--- start DATA SHOWN ---
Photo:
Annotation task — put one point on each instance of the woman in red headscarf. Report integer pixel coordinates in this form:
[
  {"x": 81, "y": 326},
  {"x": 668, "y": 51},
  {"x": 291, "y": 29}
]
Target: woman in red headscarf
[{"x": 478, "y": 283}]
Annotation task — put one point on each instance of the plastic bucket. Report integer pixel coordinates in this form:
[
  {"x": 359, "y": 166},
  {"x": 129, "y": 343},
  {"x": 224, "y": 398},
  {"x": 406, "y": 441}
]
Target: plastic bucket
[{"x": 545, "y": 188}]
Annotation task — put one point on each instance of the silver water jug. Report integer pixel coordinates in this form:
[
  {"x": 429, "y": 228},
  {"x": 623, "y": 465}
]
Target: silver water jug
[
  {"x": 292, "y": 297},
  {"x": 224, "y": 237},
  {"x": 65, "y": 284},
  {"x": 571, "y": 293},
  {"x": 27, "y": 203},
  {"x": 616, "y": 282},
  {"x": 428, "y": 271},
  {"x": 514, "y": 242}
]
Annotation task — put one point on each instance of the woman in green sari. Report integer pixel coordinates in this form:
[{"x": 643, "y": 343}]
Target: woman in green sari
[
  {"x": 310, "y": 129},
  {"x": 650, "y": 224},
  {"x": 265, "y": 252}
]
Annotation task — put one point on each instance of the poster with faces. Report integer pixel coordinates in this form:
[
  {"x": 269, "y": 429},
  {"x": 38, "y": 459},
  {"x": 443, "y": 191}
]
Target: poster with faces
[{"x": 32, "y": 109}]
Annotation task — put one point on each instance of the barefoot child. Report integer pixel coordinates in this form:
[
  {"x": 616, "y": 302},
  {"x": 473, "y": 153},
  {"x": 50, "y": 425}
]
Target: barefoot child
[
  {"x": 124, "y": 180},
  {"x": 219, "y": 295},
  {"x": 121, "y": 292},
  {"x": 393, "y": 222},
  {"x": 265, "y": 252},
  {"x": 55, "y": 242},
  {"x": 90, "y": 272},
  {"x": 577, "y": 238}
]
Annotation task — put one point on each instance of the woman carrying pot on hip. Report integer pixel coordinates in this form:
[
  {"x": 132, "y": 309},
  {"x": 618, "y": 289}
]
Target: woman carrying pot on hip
--- end DATA SHOWN ---
# DIRECTIONS FOR THIS TASK
Write the material out exactly, with nothing left out.

# EXPECTED ANSWER
Photo:
Annotation task — put one point on each instance of the woman in red headscarf. Report integer pixel coordinates in this form:
[
  {"x": 81, "y": 326},
  {"x": 668, "y": 51},
  {"x": 291, "y": 29}
]
Target: woman in red headscarf
[{"x": 478, "y": 283}]
Annotation task — put one point on each instance of the plastic bucket. Report integer pixel coordinates in this form:
[
  {"x": 359, "y": 166},
  {"x": 129, "y": 343},
  {"x": 224, "y": 398},
  {"x": 406, "y": 441}
]
Target: plastic bucket
[{"x": 545, "y": 188}]
Annotation task — put one point on each instance of the silver water jug. Report integer pixel coordinates in this form:
[
  {"x": 429, "y": 228},
  {"x": 623, "y": 465}
]
Target: silver water jug
[
  {"x": 292, "y": 297},
  {"x": 224, "y": 237},
  {"x": 65, "y": 284},
  {"x": 571, "y": 293},
  {"x": 27, "y": 203},
  {"x": 616, "y": 282},
  {"x": 428, "y": 271},
  {"x": 514, "y": 242}
]
Annotation task — put one point on each instance of the woman in green sari. Report integer pixel coordinates in this form:
[{"x": 643, "y": 343}]
Target: woman in green sari
[
  {"x": 310, "y": 129},
  {"x": 650, "y": 224},
  {"x": 265, "y": 252}
]
Annotation task — put one point on each instance of the poster with faces. Report integer pixel coordinates in this form:
[
  {"x": 269, "y": 429},
  {"x": 38, "y": 459},
  {"x": 443, "y": 191}
]
Target: poster with faces
[{"x": 32, "y": 109}]
Annotation task — put one point on each instance of the barefoot child. Report integer pixel coordinates in this form:
[
  {"x": 616, "y": 302},
  {"x": 473, "y": 153},
  {"x": 50, "y": 425}
]
Target: barefoot child
[
  {"x": 124, "y": 180},
  {"x": 219, "y": 295},
  {"x": 121, "y": 292},
  {"x": 393, "y": 222},
  {"x": 265, "y": 252},
  {"x": 55, "y": 242},
  {"x": 90, "y": 272},
  {"x": 577, "y": 238}
]
Annotation task — put one point on each instance of the woman carrying pot on hip. Report integer pixel coordinates in this form:
[
  {"x": 132, "y": 309},
  {"x": 618, "y": 289}
]
Target: woman carrying pot on hip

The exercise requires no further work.